People in art gallery

Call it a case of pandemic boredom: many people have more time on their hands, as lockdowns have taken everything from socializing to vacations off the table. That’s led to an increase in household savings, particularly among those who’ve been lucky enough to keep working.

That combination has led to an influx of money into some highly speculative (and in some cases bizarre) assets. Here are four that have taken off as COVID-19 has dragged on.

1. Special purpose acquisition companies (SPACs)

A special purpose acquisition company (SPAC) is a different spin on an initial public offering (IPO), which is a company’s journey from a private business to one that trades on the TSX, NYSE or any other stock exchange. Simply put, a SPAC is money pooled together looking for a business to invest in; an IPO is a business looking for funding.

Under a typical IPO in Canada, the private firm hires an investment bank that assesses the value of the company and prepares it for a listing on a stock exchange. This includes preparing a prospectus that will be reviewed by provincial regulators like the British Columbia Securities Commission, marketing the IPO to an initial group of investors, and registering the stock on the market on which it will trade—the two main Canadian markets being the Toronto Stock Exchange and the TSX Venture Exchange.

Under a SPAC, a group of investors pool their money to form a company—but this firm is basically a shell: it exists solely to house the capital its creators collect from the initial investors in the SPAC. They then use these funds to purchase a private company—either a recent start-up or one with an established business. Then they list the shares of the SPAC, which is now essentially the acquired company, on an exchange.

This makes the whole process of an IPO faster, by months and sometimes years.

An interesting point about SPACs is that they’re very popular in the U.S.—which is why we’ve heard a lot about them in recent months—but much less so in Canada. Bloomberg reported in February that Canaccord Genuity, an investment bank specializing in SPACs, managed SPAC IPOs valued at C$1.53 billion in 2019, but that number dropped by more than half, to C$718.9 million, in 2020.

That’s the mirror image of what’s happening south of the border, where SPACs raised US$83.4 billion through their IPOs in 2020, according to figures from SPAC Research. And this year’s figure topped last year’s, hitting US$87.9 billion by mid-March.

However, there are some downsides to the SPAC approach for investors:

  • All your trust is in the managers: Because SPACs purchase private companies, and in some cases start-ups, there’s no way for you as a SPAC shareholder to assign a value to these firms, because their financial results aren’t made public. What’s more, SPAC managers don’t have to reveal which company, or even which sector, they’re targeting as part of the SPAC’s IPO.

    This means you’re counting on SPAC management to make the right assessment. That’s a departure from buying established, publicly traded companies on your own, where you can access their annual and quarterly reports and value their shares through commonly used metrics like price-to-earnings ratios. In addition, these managers may have a significant conflict of interest and have their own interests in mind, not those of the investors.

  • Volatility can be high: Buying into an initial SPAC offering may be low risk and a good cash alternative, as you get paid to wait until the acquisition completes. However, once the acquisition is final, volatility can become quite high. SPACs are usually focused on buying firms in industries like technology and biopharmaceuticals—and in Canada, cannabis—where competition is high and unsuccessful start-ups can see their value drop to zero.

2. Non-fungible tokens (NFTs)

STORED DATA -
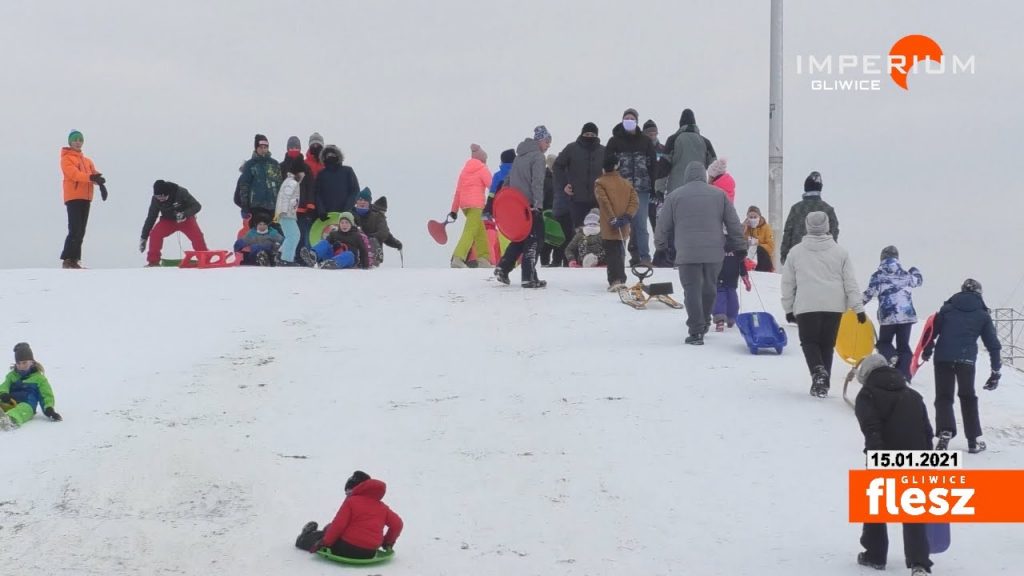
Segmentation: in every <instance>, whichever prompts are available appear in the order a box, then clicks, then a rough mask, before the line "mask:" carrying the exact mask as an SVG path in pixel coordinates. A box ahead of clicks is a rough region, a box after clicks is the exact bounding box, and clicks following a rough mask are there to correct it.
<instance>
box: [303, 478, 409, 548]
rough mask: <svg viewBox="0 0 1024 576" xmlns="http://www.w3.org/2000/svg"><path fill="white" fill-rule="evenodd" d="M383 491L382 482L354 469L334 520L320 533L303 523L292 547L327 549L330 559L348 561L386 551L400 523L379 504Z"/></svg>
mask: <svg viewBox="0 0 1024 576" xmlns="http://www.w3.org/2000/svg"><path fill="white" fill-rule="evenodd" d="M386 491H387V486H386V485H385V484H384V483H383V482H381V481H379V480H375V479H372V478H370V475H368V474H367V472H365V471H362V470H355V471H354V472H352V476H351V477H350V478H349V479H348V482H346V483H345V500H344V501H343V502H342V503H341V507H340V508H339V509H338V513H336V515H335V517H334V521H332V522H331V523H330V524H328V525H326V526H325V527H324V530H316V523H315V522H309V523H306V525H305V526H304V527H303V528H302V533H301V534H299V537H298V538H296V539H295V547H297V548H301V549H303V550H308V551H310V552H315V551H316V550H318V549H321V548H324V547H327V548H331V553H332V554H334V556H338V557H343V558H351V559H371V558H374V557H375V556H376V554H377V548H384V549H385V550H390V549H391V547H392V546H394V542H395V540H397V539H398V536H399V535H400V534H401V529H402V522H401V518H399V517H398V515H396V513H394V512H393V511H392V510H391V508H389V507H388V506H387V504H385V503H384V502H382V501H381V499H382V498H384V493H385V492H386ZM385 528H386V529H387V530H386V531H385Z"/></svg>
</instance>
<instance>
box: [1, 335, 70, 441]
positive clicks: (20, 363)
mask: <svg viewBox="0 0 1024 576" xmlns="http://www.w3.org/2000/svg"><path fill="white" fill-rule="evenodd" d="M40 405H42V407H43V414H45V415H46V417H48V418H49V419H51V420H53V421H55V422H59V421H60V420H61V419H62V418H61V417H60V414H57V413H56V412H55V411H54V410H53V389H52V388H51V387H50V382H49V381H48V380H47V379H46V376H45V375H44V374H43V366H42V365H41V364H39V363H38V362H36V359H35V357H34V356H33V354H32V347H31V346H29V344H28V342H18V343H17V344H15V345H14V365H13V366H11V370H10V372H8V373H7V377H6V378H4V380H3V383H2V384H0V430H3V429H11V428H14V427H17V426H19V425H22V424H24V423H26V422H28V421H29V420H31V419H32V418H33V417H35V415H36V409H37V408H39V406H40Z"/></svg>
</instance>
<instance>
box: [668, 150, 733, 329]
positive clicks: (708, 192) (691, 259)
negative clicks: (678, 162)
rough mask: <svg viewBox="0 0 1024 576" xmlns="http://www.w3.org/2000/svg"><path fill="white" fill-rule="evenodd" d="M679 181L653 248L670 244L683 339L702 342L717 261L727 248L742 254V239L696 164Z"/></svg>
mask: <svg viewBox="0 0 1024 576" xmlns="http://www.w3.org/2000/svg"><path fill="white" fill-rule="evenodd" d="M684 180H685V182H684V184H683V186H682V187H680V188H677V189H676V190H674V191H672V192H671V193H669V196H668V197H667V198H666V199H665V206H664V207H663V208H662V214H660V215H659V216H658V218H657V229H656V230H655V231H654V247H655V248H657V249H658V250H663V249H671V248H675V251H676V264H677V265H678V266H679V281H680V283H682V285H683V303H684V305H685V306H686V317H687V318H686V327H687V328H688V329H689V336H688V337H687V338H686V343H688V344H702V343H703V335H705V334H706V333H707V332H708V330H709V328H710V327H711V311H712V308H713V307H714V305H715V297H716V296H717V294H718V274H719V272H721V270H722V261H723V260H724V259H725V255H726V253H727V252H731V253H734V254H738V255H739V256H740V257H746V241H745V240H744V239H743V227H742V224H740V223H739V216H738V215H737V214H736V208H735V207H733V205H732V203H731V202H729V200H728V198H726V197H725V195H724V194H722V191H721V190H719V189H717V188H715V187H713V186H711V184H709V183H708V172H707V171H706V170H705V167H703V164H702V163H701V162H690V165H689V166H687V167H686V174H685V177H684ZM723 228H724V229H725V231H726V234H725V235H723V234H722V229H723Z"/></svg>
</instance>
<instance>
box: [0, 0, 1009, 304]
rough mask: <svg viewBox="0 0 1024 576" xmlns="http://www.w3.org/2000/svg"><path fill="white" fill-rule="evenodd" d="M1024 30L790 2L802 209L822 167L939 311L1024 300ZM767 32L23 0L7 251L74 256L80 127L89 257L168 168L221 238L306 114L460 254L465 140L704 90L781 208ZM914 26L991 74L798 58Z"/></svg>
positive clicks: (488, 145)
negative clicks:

STUDY QUESTIONS -
1. In the article on pandemic-era speculative assets, copy word for word the passage starting at "That’s the mirror" and ending at "the SPAC’s IPO.".
2. Using the article on pandemic-era speculative assets, answer each question:
(a) According to SPAC Research, how much did SPACs raise through their IPOs in the U.S. in 2020?
(b) Which two markets does the article name as the main Canadian markets?
(c) In Canada, which industry do SPACs usually focus on besides technology and biopharmaceuticals?

RESPONSES BY TASK -
1.
That’s the mirror image of what’s happening south of the border, where SPACs raised US$83.4 billion through their IPOs in 2020, according to figures from SPAC Research. And this year’s figure topped last year’s, hitting US$87.9 billion by mid-March.

However, there are some downsides to the SPAC approach for investors:

  • All your trust is in the managers: Because SPACs purchase private companies, and in some cases start-ups, there’s no way for you as a SPAC shareholder to assign a value to these firms, because their financial results aren’t made public. What’s more, SPAC managers don’t have to reveal which company, or even which sector, they’re targeting as part of the SPAC’s IPO.

2.
(a) US$83.4 billion
(b) The Toronto Stock Exchange and the TSX Venture Exchange
(c) Cannabis